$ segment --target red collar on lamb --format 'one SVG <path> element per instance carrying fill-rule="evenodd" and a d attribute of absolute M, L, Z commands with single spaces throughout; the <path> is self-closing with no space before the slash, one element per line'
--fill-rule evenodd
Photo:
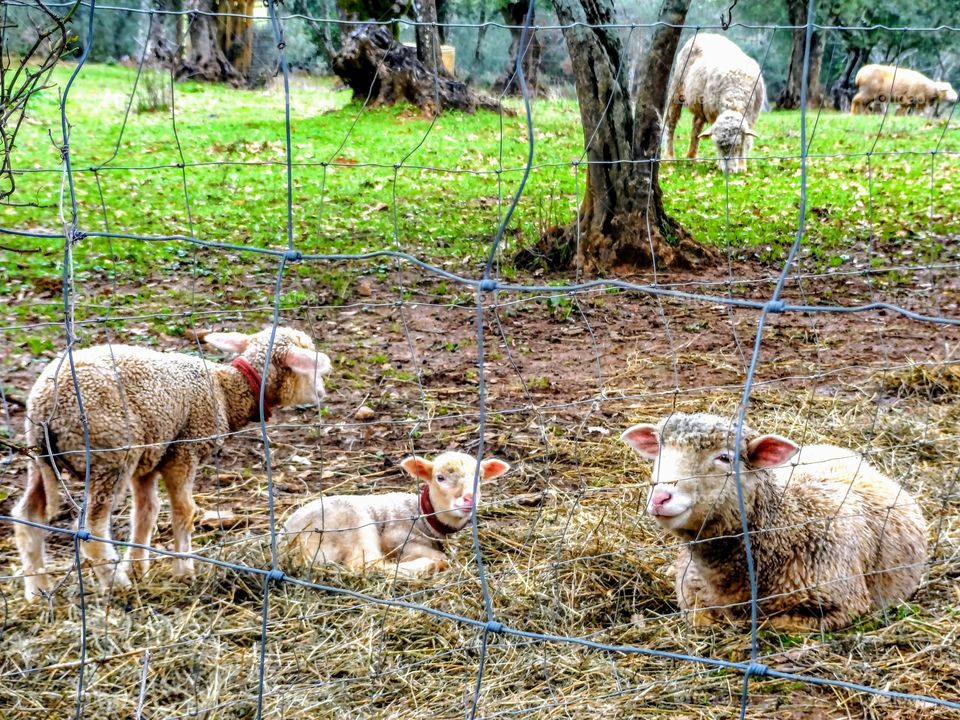
<path fill-rule="evenodd" d="M 427 521 L 430 529 L 440 537 L 453 535 L 466 527 L 466 525 L 451 527 L 437 517 L 436 510 L 433 509 L 433 503 L 430 502 L 430 486 L 426 483 L 423 484 L 423 490 L 420 491 L 420 514 L 423 515 L 423 519 Z"/>
<path fill-rule="evenodd" d="M 230 364 L 235 367 L 241 375 L 243 375 L 244 379 L 247 381 L 247 384 L 250 386 L 250 390 L 253 392 L 253 412 L 250 414 L 250 422 L 256 422 L 260 419 L 260 373 L 257 372 L 257 369 L 244 357 L 235 357 Z M 270 419 L 270 416 L 273 414 L 273 408 L 274 404 L 270 402 L 270 395 L 266 392 L 266 389 L 264 389 L 264 420 Z"/>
+ + + + + + +
Task item: Output the data above verbatim, pictures excluded.

Solution to this problem:
$ segment --target red collar on lamb --format 'one SVG <path> element per instance carrying fill-rule="evenodd" and a d attribute of absolute M, L, Z commands with single spaces throughout; the <path> is self-closing with no space before the slash, one element per line'
--fill-rule evenodd
Photo:
<path fill-rule="evenodd" d="M 427 521 L 430 529 L 440 537 L 453 535 L 466 527 L 466 525 L 451 527 L 437 517 L 436 510 L 433 509 L 433 503 L 430 502 L 430 486 L 426 483 L 423 484 L 423 490 L 420 491 L 420 514 L 423 515 L 423 519 Z"/>
<path fill-rule="evenodd" d="M 230 364 L 235 367 L 241 375 L 243 375 L 244 379 L 247 381 L 247 384 L 250 386 L 250 390 L 253 392 L 253 412 L 250 414 L 250 422 L 256 422 L 260 419 L 260 373 L 257 372 L 257 369 L 244 357 L 235 357 Z M 270 419 L 270 416 L 273 414 L 273 408 L 274 404 L 270 402 L 270 395 L 266 392 L 266 389 L 264 389 L 264 420 Z"/>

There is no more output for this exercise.